━━ Texte de référence ━━

M. Richard Yung. Ma question, malheureusement récurrente, porte sur la dégradation du climat social au sein de l'Office européen des brevets, l'OEB.
Depuis 2010, les mesures mises en œuvre par la direction de l'OEB entraînent un recul des droits fondamentaux du personnel : je pense notamment à la limitation du droit de grève, à la remise en cause de la liberté syndicale ou à l'atteinte au droit à la négociation collective.
Il semble que l'OEB soit l'organisation la plus souvent mise en cause devant le tribunal administratif de l'Organisation internationale du travail, instance appelée à se prononcer sur les conflits du personnel dans les organisations internationales.
Dans un arrêt de 2015, la cour d'appel de La Haye a jugé illégales plusieurs mesures prises par la direction de l'OEB. Cette dernière s'est pourvue en cassation, invoquant l'immunité d'exécution, dont bénéficient en effet les organisations internationales.
Depuis le début de l'année 2016, plusieurs sanctions ont été prononcées à l'encontre de délégués syndicaux : trois licenciements et une rétrogradation. De plus, des enquêtes et des procédures disciplinaires sont en cours.
Dans une résolution adoptée le 16 mars 2016, le conseil d'administration de l'OEB, qui est son instance supérieure, demande notamment au président de l'Office de « veiller à ce que les sanctions et procédures disciplinaires soient non seulement équitables, mais aussi considérées comme fortes, et d'étudier la possibilité de faire appel à une instance externe de réexamen, d'arbitrage ou de médiation ».
Cette résolution a été ignorée par la direction de l'OEB, laquelle s'est contentée d'organiser une conférence sociale « à la Potemkine », pourrait-on dire.
Le Parlement de Bavière s'est récemment saisi de la question et en a débattu, même si l'immunité de juridiction et d'exécution dont bénéficie l'OEB rend difficile une action des États.
Le bon fonctionnement de l'OEB est l'une des conditions indispensables au succès du brevet européen, qui est avéré, et à la mise en œuvre du futur brevet à effet unitaire. Je demande donc au Gouvernement quelles solutions il envisage de proposer, notamment par le truchement de la délégation française au conseil d'administration de l'OEB, afin de favoriser la reprise du dialogue social et l'émergence d'un nouveau mode de gouvernance, ainsi que le réexamen des sanctions.

━━━

Exercice proposé a →
Relevez dans les entrées ci-dessous chaque ligne contenant la chaîne « pink ». La casse doit être respectée.

━━ Section des données ━━

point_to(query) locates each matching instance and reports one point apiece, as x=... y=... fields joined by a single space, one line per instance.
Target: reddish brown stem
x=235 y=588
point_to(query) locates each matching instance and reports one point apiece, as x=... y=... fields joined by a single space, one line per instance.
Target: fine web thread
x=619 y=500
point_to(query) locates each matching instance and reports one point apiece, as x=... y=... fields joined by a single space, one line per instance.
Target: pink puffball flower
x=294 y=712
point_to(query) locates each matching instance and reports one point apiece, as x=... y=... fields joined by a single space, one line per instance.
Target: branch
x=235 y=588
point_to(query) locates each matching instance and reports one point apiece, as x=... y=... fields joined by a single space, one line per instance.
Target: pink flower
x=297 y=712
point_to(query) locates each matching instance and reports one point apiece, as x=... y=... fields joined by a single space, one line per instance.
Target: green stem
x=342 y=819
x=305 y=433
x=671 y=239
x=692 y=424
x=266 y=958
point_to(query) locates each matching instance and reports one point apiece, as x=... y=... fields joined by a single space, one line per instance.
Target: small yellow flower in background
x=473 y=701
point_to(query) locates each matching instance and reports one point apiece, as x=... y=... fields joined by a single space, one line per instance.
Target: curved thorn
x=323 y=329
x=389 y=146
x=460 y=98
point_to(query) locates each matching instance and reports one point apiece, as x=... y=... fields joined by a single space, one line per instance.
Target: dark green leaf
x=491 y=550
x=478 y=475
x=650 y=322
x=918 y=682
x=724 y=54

━━━

Exercice proposé b →
Selon le texte sur l'Office européen des brevets, quelles sanctions ont été prononcées contre des délégués syndicaux depuis le début de l'année 2016 ?

Corrigé détaillé a →
Target: pink puffball flower
Target: pink flower

Corrigé détaillé b →
Trois licenciements et une rétrogradation.